(PASSAGE TO READ)

I noticed that comment. You could stick the numbers in an array. However in this case there was still a better way. As for arrays in assembly, they do not exist like you think of them in BASIC. In assembly you have to think of an array for what it is, i.e. just a chuck of memory that you use in a particular way. DIM A[10] in BASIC would store memory for 10 numbers. Now, in assembly you have to decide if you need BYTE (8-bit) numbers, WORD (16-bit) numbers, or something bigger that the CPU can not deal with directly (like a floating point, fixed point, 32-bit numbers, pointers, etc.) Once you decided what you need, you just reserve the space, or simply *use* some chunk of memory (assuming you know it is empty.)

With 9900 assembly, the assembler has a directive ("directives" are NOT assembly instructions, they are commands for the assembler) called BSS (Block Starting Symbol) that could be used for this purpose. It just sets aside a number of bytes for you to reference, and you know there won't be any other code or data in that memory that you did not put there. If your "block" of RAM is for 16-bit words, then you have to access it as such. If it is bytes, then you index in to it as bytes, etc.

If you are unsure, let me know and I'll make an example. However, the screen itself is an example that you seem to already understand. It is just 768 bytes used by the VDP to draw the tiles on the monitor. We have to index in to that memory from byte 0 to byte 767 (768 total, remember to count 0). We mentally think of the screen as a grid of 32x24 tiles, and that is also how we see it on screen, but the computer just sees 768 consecutive bytes in RAM. Byte at address 0 is screen 0,0, byte at address 32 ends up on screen at 0,1, etc.

Clear as mud, right?

Edited March 25, 2011 by matthew180

sometimes99er · March 25, 2011

Sure DIV is one of the slower instructions, but it does a fine job. If you're doing lots of divisions in time critical loops or similar, then of course, consider ways of avoiding it. It all depends, and sometimes DIV might be the best answer.

matthew180 · March 25, 2011

Sure DIV is one of the slower instructions

DIV is *THE* slowest instruction, by almost a factor of 2. It's fastest time is 92uS, where most instructions are between 8uS and 30uS depending. Sure there are times when it is the only solution, just always think about what you are doing before you use it.

You *know* I had to reply to that!

+adamantyr · March 25, 2011

DIV is *THE* slowest instruction, by almost a factor of 2. It's fastest time is 92uS, where most instructions are between 8uS and 30uS depending. Sure there are times when it is the only solution, just always think about what you are doing before you use it.

You *know* I had to reply to that!

I love how you said putting registers in non-scratchpad will "affect performance drastically"... Most BASIC users wouldn't notice a problem for a LONG time, until they got over-ambitious.

Adamantyr

marc.hull · March 26, 2011

Sure DIV is one of the slower instructions

DIV is *THE* slowest instruction, by almost a factor of 2. It's fastest time is 92uS, where most instructions are between 8uS and 30uS depending. Sure there are times when it is the only solution, just always think about what you are doing before you use it.

You *know* I had to reply to that!

Hey Mathew...

(Coordinate annotation rows)

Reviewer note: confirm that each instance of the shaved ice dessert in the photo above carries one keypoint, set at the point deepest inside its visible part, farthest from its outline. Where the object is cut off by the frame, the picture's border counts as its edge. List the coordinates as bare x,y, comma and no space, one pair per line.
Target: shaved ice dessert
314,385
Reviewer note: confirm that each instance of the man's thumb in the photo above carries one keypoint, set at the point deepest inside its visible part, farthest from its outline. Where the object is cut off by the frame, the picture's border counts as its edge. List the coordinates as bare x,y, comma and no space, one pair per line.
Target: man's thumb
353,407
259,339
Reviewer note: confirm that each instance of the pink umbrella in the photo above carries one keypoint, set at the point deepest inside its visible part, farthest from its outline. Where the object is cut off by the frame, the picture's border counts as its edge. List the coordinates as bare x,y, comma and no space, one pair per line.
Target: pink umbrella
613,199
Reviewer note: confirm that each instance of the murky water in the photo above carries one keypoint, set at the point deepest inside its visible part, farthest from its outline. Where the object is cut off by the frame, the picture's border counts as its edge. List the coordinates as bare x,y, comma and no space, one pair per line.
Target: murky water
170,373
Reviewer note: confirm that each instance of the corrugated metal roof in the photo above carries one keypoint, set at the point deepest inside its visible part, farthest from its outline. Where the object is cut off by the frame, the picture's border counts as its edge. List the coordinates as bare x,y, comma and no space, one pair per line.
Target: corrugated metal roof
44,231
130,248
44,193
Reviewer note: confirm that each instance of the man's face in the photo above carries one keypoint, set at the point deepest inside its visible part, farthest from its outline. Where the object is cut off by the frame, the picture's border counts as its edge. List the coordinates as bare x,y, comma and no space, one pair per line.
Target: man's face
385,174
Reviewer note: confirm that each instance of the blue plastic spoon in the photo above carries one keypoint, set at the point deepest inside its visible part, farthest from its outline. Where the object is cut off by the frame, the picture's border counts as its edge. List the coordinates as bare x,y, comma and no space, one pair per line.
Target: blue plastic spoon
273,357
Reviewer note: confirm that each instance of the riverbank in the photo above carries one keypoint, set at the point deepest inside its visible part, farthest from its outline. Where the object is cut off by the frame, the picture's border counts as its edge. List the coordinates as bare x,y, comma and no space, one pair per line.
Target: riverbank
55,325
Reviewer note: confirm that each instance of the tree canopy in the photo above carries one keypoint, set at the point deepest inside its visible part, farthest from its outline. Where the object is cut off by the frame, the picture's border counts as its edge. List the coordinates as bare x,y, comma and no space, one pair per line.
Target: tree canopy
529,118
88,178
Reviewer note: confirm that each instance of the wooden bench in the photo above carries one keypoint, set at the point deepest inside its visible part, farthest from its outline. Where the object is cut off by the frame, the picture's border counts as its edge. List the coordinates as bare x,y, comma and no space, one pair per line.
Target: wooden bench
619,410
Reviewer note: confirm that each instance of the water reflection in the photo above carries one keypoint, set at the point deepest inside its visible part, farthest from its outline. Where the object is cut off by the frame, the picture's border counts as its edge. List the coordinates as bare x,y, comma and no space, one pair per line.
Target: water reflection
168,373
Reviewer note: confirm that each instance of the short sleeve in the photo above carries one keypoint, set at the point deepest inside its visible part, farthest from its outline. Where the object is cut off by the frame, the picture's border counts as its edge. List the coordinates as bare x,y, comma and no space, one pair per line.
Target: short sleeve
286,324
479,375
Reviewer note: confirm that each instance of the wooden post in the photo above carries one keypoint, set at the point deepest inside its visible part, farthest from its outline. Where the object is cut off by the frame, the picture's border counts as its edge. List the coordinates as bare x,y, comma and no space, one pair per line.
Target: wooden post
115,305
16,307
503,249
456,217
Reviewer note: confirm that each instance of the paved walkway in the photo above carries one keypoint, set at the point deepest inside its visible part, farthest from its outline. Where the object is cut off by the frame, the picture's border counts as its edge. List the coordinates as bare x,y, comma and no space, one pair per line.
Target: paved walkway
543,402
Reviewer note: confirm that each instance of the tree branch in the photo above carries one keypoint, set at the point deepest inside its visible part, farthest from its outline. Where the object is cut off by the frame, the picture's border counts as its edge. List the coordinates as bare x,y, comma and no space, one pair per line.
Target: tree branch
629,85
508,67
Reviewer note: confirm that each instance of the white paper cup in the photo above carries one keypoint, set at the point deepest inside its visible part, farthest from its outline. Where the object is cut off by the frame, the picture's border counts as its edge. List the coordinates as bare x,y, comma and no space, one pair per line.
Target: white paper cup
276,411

...

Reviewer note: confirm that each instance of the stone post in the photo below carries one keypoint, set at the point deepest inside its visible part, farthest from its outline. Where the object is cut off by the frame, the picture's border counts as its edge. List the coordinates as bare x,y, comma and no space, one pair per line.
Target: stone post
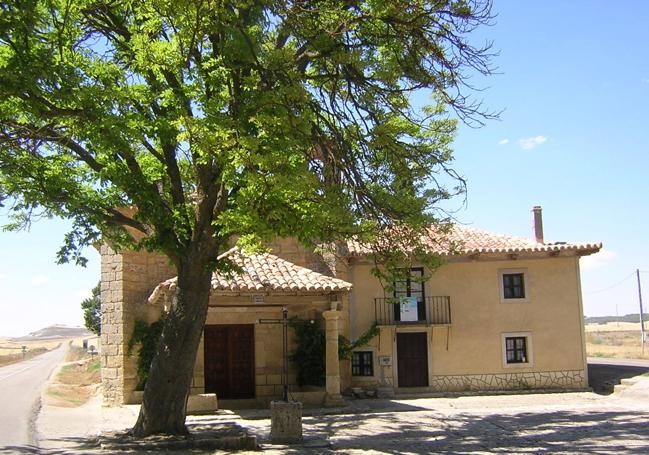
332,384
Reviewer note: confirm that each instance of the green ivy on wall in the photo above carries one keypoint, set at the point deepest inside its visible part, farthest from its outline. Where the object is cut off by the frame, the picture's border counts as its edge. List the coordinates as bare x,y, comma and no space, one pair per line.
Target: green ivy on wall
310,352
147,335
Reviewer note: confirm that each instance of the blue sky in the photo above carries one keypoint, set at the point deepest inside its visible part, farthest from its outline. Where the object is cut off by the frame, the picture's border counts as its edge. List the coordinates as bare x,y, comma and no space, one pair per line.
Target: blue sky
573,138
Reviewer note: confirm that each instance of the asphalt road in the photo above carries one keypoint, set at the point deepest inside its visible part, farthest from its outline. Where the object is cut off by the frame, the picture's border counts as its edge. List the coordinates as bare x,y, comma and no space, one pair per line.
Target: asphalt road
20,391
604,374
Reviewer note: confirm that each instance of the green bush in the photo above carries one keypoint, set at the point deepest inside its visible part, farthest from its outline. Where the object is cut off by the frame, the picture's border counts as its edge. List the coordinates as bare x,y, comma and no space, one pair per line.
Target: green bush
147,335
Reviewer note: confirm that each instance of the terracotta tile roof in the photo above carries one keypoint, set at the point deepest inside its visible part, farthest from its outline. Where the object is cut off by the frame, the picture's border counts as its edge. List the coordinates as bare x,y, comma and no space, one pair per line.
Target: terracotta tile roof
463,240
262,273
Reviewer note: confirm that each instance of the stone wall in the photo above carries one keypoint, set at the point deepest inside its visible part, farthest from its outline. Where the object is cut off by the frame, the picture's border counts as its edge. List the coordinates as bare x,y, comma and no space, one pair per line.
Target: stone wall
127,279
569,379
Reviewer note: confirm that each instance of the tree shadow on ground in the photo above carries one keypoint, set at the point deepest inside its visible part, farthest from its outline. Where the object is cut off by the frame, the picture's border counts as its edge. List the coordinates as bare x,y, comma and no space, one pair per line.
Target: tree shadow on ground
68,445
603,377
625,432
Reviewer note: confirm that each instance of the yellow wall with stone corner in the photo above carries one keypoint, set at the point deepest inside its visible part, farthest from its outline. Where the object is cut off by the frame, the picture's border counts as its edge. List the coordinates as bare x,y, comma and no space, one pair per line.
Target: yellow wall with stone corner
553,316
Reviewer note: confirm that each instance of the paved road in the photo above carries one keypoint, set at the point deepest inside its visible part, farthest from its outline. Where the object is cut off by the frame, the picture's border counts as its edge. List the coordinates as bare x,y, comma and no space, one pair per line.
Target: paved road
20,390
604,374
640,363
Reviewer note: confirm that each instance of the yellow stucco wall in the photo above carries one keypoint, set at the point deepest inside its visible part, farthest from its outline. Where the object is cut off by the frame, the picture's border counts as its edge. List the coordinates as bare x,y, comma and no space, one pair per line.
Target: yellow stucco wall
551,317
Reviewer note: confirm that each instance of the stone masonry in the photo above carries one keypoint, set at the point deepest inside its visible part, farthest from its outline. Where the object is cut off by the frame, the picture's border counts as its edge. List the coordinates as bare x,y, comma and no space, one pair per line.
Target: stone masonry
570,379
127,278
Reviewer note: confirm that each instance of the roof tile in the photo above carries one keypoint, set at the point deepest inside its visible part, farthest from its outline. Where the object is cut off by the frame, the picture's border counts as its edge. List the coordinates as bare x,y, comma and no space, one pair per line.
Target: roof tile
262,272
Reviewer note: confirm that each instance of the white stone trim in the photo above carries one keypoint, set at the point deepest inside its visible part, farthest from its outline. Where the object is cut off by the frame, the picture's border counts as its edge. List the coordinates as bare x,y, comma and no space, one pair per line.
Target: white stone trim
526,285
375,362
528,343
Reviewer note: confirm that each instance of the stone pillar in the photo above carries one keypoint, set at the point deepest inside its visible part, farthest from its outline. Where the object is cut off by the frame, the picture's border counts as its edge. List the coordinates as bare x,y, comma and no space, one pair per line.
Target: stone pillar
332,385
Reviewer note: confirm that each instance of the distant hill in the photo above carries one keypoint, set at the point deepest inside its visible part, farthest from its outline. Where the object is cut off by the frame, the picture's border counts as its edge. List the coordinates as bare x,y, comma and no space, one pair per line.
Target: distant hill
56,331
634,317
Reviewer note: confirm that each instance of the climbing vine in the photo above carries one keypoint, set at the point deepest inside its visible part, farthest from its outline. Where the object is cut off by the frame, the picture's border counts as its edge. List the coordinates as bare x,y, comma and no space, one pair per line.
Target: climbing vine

...

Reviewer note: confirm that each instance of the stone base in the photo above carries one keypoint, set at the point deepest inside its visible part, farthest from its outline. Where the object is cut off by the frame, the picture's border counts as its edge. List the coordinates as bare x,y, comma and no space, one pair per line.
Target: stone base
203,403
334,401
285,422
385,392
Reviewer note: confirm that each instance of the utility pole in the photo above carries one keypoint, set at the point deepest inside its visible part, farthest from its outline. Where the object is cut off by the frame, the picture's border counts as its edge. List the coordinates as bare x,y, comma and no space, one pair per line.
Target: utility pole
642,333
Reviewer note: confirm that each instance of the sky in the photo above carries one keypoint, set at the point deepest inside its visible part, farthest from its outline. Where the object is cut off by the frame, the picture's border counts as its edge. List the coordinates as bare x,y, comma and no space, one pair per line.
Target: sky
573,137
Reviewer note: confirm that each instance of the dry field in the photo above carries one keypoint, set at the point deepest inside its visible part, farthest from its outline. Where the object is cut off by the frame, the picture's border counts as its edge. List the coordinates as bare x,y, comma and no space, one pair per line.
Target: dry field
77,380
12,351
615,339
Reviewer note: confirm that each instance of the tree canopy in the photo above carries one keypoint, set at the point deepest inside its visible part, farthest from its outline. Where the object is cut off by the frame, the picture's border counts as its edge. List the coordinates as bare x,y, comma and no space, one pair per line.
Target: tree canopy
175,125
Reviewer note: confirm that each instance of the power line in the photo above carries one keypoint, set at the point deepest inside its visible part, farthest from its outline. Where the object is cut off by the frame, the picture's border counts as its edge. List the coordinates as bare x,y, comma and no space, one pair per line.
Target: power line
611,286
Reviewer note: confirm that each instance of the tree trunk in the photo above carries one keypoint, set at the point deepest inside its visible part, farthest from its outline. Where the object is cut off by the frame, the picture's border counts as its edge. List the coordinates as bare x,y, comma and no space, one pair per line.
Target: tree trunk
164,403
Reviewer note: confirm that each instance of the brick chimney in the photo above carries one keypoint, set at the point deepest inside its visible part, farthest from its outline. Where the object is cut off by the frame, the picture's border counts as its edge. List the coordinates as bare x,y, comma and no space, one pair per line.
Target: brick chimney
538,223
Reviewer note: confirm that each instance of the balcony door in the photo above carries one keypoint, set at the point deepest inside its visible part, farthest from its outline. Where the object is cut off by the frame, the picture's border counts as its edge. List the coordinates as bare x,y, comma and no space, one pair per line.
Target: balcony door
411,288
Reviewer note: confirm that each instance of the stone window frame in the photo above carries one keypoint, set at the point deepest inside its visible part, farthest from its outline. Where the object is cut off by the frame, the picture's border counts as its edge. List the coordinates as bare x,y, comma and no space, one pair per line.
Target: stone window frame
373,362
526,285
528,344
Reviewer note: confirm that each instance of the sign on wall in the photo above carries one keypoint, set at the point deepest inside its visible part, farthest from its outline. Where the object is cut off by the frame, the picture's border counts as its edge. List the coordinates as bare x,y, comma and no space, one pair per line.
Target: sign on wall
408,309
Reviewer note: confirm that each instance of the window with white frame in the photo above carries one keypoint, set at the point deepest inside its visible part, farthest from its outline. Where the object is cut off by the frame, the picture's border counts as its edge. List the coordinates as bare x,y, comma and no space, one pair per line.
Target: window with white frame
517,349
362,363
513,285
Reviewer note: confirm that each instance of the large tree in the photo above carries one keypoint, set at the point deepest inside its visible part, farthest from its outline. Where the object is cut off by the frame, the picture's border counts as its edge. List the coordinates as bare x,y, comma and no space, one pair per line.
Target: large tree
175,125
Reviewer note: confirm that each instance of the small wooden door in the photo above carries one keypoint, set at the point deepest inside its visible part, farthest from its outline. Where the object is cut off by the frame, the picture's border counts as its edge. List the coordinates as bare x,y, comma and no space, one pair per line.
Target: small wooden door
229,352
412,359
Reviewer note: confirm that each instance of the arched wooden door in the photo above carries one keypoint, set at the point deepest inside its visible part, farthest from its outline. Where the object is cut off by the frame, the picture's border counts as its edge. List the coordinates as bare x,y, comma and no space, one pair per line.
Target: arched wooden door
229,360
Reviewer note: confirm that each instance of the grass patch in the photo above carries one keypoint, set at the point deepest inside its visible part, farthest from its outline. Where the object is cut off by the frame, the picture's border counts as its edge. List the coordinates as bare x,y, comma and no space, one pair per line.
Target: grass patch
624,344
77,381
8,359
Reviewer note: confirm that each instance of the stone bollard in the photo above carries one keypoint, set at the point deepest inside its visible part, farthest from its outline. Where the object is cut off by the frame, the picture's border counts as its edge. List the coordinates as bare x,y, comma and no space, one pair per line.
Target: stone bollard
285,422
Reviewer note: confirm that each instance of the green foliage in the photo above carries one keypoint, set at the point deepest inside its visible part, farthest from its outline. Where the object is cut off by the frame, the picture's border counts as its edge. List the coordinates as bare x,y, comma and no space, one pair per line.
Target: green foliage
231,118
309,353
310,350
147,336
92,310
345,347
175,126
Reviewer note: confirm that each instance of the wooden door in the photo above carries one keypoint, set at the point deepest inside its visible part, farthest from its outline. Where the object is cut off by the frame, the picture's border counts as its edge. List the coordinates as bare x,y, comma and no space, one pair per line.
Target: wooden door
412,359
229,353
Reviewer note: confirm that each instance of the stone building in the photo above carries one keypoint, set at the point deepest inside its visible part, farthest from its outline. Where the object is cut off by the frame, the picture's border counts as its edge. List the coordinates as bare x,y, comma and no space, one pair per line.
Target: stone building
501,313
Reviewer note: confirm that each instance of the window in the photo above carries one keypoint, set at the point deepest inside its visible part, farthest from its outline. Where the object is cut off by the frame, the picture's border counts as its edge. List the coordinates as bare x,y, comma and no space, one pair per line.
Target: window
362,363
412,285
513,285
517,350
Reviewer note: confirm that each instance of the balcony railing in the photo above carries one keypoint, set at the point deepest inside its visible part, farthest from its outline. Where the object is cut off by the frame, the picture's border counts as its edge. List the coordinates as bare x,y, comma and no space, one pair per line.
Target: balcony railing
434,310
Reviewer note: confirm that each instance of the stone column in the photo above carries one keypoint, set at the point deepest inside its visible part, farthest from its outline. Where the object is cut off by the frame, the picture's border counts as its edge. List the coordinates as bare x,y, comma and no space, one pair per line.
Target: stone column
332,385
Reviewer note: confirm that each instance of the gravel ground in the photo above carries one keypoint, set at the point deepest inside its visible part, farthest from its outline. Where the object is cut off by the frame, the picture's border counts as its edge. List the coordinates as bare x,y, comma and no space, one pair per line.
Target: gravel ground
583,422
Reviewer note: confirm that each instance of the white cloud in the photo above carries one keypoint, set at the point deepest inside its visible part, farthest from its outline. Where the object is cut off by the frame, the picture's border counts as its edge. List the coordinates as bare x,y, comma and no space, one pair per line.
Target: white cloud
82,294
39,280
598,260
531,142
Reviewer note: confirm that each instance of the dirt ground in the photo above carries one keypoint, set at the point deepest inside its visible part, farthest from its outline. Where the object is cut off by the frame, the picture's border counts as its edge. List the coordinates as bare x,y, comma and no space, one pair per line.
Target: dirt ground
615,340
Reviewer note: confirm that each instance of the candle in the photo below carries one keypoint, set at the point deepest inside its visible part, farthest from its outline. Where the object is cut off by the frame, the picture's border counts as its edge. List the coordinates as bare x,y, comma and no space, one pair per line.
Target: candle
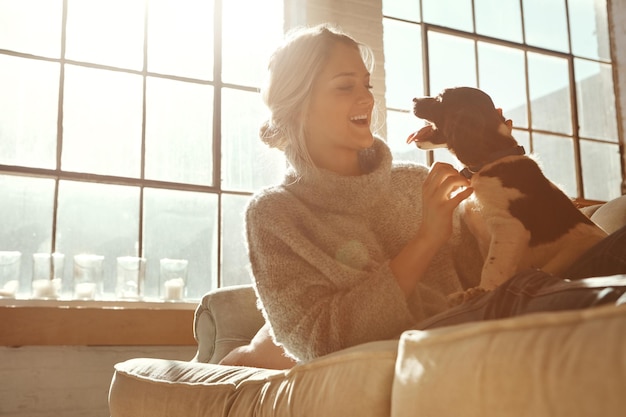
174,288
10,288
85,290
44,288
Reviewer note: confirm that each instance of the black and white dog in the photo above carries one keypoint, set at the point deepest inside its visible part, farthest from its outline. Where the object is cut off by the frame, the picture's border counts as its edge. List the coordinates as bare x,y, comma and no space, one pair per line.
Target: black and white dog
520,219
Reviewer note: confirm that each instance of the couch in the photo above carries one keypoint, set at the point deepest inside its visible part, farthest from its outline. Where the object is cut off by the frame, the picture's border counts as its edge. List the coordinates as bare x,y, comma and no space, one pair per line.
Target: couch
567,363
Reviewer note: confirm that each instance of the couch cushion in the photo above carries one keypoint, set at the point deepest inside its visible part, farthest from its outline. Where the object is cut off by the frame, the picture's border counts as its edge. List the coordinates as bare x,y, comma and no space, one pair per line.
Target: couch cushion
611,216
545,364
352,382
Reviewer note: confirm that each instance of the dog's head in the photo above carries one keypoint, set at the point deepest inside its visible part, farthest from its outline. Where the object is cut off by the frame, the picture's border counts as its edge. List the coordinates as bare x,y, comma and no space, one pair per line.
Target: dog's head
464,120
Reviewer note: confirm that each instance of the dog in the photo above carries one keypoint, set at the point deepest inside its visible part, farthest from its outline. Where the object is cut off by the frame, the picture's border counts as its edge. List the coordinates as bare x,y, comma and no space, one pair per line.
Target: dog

(SET TASKS)
1. Answer the following questions using the forum thread.
(a) How many bytes does the VDP use to draw the tiles on the monitor?
(b) What does BSS stand for?
(c) What is the fastest time given for DIV?
2. For each statement, state whether it agrees with the forum thread, and quote the words that decide it.
(a) Directives are assembly instructions.
(b) The byte at address 32 appears on screen at 0,1.
(c) Most instructions take between 8uS and 30uS.
3. Output the passage of the forum thread from "Edited March 25, 2011" up to and including "the best answer.", without changes.

(ANSWERS TO THE EXERCISE)
1.
(a) 768 bytes
(b) Block Starting Symbol
(c) 92uS

2.
(a) No: "\"directives\" are NOT assembly instructions, they are commands for the assembler"
(b) Yes: "byte at address 32 ends up on screen at 0,1"
(c) Yes: "most instructions are between 8uS and 30uS depending"

3.
Edited March 25, 2011 by matthew180

sometimes99er · March 25, 2011

Sure DIV is one of the slower instructions, but it does a fine job. If you're doing lots of divisions in time critical loops or similar, then of course, consider ways of avoiding it. It all depends, and sometimes DIV might be the best answer.